**Directive:** Please show every line of the listing below that contains the word "grassy", copying each line in full. Case counts when matching.

**Entries supplied:**
>> START

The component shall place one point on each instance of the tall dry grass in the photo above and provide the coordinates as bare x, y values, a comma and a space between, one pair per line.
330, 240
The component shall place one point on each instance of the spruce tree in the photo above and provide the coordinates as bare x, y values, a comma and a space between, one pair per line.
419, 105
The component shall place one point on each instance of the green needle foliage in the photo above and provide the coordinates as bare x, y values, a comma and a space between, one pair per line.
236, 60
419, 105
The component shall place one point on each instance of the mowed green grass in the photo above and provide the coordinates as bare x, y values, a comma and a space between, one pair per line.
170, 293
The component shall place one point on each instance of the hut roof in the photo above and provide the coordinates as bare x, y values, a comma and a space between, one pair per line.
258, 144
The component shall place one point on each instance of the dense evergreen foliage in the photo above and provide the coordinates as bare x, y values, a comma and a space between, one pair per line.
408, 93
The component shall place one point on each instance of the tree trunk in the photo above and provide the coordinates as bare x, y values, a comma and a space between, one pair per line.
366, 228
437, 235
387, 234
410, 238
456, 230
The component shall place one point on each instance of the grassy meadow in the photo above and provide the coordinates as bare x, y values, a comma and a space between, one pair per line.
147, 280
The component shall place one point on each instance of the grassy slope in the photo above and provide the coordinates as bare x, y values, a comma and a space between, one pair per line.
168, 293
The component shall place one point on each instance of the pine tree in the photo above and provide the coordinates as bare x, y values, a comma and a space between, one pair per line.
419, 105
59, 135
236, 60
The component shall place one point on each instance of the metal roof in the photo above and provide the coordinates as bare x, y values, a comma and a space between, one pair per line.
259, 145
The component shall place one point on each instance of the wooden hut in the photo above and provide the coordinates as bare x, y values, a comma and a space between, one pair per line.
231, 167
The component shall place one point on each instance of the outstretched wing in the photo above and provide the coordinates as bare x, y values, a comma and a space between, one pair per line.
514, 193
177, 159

>> END
>> START

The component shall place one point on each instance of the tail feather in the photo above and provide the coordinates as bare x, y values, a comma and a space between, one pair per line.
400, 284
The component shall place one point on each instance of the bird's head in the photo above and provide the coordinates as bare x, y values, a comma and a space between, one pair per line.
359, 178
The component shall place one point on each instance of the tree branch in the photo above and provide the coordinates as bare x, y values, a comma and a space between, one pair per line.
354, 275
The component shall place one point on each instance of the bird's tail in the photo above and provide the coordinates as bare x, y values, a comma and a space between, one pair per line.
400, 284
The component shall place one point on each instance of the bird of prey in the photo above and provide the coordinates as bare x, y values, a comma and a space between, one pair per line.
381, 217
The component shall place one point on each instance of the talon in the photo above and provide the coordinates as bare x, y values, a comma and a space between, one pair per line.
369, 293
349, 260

>> END
>> START

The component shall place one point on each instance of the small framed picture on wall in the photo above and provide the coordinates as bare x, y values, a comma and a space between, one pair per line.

>> END

**Complete answer:**
The component shall place one point on each instance of the grassy meadow in the photo above and provide the coordinates as bare x, y values, a comma and a space between, one pair per line.
The component shall place one point on each instance of the grassy slope in the photo above and provide the coordinates as bare x, y values, a comma and a space between, one pair per line.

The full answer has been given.